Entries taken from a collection
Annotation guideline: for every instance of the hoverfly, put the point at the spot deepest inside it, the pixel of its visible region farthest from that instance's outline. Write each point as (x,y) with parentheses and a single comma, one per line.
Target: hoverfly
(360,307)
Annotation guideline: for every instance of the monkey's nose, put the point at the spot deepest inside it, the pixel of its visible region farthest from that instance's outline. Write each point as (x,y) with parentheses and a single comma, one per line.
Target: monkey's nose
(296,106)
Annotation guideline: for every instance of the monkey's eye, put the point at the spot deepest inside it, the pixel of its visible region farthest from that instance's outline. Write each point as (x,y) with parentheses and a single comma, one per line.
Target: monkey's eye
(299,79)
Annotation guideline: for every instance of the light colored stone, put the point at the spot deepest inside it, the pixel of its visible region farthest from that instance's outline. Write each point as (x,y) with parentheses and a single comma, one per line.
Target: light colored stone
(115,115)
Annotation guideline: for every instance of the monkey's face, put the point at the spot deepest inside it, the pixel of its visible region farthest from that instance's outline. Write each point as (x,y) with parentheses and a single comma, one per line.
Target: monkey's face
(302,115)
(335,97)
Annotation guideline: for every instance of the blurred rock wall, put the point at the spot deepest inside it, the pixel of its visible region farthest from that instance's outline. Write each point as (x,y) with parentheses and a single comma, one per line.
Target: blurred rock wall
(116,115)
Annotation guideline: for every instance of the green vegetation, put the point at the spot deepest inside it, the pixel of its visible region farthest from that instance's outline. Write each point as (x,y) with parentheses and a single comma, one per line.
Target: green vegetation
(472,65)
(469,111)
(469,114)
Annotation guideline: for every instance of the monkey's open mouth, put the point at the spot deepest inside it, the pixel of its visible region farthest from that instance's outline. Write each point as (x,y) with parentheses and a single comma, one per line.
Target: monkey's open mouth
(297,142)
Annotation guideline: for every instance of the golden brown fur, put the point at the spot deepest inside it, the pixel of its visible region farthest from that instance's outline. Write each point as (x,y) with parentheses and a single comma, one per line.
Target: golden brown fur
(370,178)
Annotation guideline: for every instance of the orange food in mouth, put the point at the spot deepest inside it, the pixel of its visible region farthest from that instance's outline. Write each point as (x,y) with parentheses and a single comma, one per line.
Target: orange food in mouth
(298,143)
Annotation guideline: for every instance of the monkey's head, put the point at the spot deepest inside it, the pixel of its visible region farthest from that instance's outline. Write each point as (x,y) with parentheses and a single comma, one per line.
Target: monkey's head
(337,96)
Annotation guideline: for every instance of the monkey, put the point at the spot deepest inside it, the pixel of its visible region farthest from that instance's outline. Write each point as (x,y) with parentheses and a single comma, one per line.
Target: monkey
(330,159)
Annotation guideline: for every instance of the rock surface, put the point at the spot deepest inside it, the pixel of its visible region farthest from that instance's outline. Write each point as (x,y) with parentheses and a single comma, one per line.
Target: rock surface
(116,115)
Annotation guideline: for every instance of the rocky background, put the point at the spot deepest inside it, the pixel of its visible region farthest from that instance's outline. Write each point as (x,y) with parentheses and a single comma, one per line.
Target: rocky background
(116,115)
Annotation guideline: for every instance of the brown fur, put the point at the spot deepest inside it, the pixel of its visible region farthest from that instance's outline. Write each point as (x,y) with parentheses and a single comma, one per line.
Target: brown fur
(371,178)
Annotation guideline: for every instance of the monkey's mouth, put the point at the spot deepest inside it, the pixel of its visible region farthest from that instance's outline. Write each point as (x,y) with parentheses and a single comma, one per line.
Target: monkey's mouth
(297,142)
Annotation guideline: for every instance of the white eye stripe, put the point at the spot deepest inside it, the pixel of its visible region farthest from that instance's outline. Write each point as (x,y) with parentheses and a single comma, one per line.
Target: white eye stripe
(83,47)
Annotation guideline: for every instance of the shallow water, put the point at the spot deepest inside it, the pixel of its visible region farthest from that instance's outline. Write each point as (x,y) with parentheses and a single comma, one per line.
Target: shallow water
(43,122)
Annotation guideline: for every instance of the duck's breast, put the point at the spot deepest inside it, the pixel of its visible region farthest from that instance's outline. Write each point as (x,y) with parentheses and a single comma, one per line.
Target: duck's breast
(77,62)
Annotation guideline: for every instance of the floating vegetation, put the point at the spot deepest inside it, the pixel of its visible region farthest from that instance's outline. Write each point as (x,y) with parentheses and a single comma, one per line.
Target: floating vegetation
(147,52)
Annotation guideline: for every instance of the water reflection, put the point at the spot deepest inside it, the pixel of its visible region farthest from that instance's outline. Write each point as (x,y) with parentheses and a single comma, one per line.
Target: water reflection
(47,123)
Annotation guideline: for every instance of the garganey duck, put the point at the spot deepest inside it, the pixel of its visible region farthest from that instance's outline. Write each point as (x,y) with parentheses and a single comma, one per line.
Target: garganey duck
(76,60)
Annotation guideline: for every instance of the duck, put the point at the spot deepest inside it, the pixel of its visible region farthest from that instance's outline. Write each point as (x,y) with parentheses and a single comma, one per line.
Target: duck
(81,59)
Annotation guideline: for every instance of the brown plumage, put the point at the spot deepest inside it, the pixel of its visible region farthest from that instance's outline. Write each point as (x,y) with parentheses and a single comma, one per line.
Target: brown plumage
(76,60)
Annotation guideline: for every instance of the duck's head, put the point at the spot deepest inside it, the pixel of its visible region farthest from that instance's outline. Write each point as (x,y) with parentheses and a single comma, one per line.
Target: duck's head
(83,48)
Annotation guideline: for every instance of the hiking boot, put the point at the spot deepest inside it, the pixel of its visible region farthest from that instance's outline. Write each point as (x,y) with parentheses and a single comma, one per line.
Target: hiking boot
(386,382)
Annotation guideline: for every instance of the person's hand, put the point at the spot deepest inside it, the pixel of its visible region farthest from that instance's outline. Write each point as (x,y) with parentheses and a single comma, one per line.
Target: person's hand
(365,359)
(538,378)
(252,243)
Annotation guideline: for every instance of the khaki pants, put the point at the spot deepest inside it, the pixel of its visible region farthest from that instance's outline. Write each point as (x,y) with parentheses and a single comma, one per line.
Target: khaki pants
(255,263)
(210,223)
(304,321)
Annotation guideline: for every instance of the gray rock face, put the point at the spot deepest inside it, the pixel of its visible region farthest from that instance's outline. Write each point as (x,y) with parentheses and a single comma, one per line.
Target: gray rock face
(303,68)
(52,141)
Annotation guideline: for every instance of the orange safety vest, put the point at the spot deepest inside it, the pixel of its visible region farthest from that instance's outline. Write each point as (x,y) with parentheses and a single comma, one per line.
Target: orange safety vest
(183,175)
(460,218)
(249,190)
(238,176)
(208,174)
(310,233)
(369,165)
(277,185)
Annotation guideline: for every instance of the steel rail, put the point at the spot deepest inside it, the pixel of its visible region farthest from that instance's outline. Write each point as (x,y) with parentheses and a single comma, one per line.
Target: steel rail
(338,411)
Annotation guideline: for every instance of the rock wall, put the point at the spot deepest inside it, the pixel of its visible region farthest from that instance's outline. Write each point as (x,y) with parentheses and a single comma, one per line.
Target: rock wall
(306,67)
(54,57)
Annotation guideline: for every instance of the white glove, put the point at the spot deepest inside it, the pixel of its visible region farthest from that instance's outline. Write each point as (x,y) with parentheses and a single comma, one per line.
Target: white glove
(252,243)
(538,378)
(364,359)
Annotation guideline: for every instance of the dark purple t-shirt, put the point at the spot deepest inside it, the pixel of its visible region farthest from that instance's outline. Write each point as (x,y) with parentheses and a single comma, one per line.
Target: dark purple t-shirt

• _Task to carry out_
Every line above with the string "purple" in it should be copied into the answer.

• _Completed task_
Annotation guideline: for every instance of the dark purple t-shirt, put the point at the spot deepest inside it, the pixel of its visible region farthest from that instance's outline. Write each point as (x,y) with parentheses and a single comma, one per line.
Target: dark purple t-shirt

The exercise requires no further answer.